Task requirements:
Copy the entries from the line with "Your assignment: locate every great" through the line with "(124, 65), (166, 79)", requests included. Offset every coordinate in the answer boxes by adding 114, and leave the sample box in each request unchanged.
* * * * * * *
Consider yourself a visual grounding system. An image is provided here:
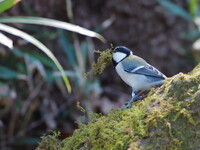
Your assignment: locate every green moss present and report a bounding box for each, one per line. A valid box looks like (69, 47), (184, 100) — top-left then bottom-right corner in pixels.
(86, 49), (112, 77)
(36, 65), (200, 150)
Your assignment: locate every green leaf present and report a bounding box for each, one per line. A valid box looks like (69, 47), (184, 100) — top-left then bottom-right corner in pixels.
(58, 30), (76, 67)
(157, 0), (192, 21)
(0, 24), (71, 92)
(0, 0), (18, 13)
(0, 16), (106, 43)
(189, 0), (198, 17)
(0, 32), (13, 49)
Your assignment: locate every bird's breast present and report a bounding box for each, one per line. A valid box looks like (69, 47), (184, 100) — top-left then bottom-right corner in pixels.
(115, 63), (163, 90)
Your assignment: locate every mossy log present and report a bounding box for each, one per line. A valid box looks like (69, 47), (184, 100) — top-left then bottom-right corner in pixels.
(37, 64), (200, 150)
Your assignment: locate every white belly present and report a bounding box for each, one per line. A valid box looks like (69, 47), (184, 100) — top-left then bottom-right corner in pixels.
(115, 63), (163, 90)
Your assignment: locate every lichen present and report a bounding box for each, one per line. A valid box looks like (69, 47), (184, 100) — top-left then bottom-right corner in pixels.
(36, 64), (200, 150)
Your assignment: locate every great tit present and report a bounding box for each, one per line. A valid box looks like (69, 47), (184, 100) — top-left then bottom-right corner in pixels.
(112, 46), (166, 108)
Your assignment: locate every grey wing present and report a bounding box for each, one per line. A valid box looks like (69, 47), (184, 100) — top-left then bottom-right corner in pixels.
(124, 65), (166, 79)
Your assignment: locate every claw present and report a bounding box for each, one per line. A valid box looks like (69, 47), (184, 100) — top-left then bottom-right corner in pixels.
(120, 95), (143, 109)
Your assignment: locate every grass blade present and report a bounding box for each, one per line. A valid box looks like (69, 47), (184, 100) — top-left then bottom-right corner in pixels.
(0, 0), (20, 13)
(0, 32), (13, 49)
(0, 16), (106, 43)
(0, 24), (71, 92)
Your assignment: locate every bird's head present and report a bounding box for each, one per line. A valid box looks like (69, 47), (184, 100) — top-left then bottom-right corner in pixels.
(112, 46), (132, 66)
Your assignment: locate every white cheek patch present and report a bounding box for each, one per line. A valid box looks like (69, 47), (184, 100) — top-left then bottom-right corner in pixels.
(113, 52), (126, 63)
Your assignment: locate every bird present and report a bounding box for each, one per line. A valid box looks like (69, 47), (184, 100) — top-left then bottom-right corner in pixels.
(112, 46), (167, 108)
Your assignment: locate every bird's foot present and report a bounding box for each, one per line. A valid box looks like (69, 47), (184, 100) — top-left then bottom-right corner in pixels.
(120, 96), (144, 109)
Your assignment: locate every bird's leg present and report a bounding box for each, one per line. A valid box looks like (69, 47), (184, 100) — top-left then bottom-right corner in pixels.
(121, 89), (141, 109)
(122, 90), (145, 109)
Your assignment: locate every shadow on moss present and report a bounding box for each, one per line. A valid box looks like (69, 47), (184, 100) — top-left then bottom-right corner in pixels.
(38, 64), (200, 150)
* * * * * * *
Right answer:
Your assignment: locate every great tit present and report a bounding box for each, one per line. A valid box looks like (69, 47), (184, 100) — top-left then bottom-right corner in pixels.
(226, 160), (280, 222)
Your assignment: locate every grey wing present and report a bounding box for each, one per line. A valid box looks like (69, 47), (184, 100) — top-left then bottom-right corner in pixels.
(238, 179), (280, 193)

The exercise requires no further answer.